- **YOUR TASK**: Rewrite the records from the very start through the line containing "[14,164,42,178]", inclusive, putting "stop sign" in place of "ice sign" and leaving everything else unchanged.

Rows from a dataset for labeling boxes:
————
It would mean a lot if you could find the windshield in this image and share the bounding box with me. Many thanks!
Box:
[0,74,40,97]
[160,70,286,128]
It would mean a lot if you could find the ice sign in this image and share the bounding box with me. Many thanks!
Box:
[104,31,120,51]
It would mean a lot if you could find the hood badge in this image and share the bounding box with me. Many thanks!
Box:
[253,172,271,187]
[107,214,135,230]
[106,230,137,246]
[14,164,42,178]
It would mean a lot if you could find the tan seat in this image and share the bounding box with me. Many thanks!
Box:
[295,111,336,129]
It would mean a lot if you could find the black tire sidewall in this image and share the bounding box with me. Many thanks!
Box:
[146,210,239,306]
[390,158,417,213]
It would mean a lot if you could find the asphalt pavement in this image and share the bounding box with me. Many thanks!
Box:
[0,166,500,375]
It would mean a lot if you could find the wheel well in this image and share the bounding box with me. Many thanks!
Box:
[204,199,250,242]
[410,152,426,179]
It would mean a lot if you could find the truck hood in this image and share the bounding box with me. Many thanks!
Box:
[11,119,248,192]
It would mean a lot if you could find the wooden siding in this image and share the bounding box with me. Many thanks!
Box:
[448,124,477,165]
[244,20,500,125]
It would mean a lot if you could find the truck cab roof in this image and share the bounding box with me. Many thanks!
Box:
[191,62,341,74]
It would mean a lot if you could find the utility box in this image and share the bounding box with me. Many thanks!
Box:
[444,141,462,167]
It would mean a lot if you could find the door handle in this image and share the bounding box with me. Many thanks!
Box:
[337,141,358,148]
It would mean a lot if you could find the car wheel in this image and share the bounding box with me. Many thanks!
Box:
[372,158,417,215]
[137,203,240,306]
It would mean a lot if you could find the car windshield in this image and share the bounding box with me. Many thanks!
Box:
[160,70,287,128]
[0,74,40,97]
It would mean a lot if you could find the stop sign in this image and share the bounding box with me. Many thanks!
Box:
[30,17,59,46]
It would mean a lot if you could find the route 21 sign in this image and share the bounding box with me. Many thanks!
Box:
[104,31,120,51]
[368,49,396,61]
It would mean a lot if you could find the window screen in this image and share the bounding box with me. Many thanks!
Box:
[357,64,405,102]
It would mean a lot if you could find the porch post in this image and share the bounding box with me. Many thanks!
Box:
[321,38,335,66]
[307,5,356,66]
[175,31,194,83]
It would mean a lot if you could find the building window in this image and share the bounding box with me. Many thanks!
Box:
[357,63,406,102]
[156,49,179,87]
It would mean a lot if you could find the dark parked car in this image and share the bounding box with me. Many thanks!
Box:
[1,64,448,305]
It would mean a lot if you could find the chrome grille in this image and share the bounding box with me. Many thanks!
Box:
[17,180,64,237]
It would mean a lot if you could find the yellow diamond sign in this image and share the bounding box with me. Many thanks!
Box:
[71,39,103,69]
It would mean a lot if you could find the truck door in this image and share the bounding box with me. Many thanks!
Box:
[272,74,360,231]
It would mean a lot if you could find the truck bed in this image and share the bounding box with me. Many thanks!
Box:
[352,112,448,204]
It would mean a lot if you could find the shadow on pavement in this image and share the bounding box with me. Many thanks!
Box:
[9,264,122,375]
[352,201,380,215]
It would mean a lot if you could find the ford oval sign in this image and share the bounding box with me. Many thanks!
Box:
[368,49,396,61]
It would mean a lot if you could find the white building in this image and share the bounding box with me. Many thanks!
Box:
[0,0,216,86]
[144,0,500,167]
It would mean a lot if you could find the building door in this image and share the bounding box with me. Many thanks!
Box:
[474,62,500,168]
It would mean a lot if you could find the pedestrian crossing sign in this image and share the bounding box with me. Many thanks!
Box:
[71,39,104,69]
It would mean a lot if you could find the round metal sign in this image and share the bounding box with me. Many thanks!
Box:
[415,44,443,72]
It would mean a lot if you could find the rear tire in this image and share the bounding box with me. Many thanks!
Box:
————
- **CORRECT RESULT**:
It would mean a lot if you could find the windshield in this image and share the bounding box with me. Many thanks!
Box:
[0,74,40,97]
[160,70,286,128]
It would mean a lot if you could find the stop sign in this image and share the bounding box with me. Many thanks!
Box:
[104,31,120,51]
It would mean a lot if you could find the hood badge in this image and share the bounding box with me. Many thanks!
Box:
[253,172,271,187]
[107,214,135,230]
[106,230,137,246]
[14,164,42,178]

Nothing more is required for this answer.